— Aim —
Write out, word for word, the part of the Rolamite text between "Development" and "known as Rolamite.", inclusive.

— Source extract —
Rolamite is a technology for very low friction bearings developed by Sandia National Laboratories in the 1960s. It is the only elementary machine discovered in the twentieth century and can be used in various ways such as a component in switches, thermostats, valves, pumps, and clutches, among others.

Development
The Rolamite was invented by Sandia engineer Donald F. Wilkes and was patented on June 24, 1969. It was invented while Wilkes was working on a miniature device to detect small changes in the inertia of a small mass. After testing an S-shaped metal foil, which he found to be unstable to support surfaces, the engineer inserted rollers into the S-shaped bends of the band, producing a mechanical assembly that has very low friction in one direction and high stiffness transversely. It became known as Rolamite.

— Record set —
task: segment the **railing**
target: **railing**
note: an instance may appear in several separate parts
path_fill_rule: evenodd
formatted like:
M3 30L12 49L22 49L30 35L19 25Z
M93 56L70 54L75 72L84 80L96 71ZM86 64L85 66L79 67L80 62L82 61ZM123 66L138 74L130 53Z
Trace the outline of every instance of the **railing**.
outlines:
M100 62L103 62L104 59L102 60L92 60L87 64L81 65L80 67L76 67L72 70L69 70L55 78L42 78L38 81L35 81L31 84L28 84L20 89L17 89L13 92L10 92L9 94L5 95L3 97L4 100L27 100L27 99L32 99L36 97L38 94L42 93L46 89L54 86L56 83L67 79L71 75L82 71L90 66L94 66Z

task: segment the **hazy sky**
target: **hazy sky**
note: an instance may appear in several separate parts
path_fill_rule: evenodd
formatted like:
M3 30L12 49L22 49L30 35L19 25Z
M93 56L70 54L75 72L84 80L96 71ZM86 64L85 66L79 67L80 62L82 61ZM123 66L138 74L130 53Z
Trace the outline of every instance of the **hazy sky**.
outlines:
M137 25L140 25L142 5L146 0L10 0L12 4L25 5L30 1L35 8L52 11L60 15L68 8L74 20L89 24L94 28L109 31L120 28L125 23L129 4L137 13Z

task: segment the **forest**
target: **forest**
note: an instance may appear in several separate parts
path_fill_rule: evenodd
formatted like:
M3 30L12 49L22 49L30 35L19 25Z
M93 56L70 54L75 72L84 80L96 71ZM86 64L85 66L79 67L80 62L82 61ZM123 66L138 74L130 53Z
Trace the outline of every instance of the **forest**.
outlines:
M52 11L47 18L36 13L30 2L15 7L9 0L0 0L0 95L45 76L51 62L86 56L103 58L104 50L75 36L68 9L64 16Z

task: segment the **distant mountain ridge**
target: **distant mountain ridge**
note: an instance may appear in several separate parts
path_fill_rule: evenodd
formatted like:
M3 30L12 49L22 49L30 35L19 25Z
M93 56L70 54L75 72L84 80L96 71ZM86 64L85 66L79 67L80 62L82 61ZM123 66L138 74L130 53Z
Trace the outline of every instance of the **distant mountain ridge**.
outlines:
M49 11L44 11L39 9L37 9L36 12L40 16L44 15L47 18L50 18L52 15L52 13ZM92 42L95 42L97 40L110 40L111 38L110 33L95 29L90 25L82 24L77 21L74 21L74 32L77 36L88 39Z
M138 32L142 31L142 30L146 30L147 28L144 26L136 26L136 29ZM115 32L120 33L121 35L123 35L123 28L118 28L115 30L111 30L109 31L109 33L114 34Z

— Solution for this problem —
Development
The Rolamite was invented by Sandia engineer Donald F. Wilkes and was patented on June 24, 1969. It was invented while Wilkes was working on a miniature device to detect small changes in the inertia of a small mass. After testing an S-shaped metal foil, which he found to be unstable to support surfaces, the engineer inserted rollers into the S-shaped bends of the band, producing a mechanical assembly that has very low friction in one direction and high stiffness transversely. It became known as Rolamite.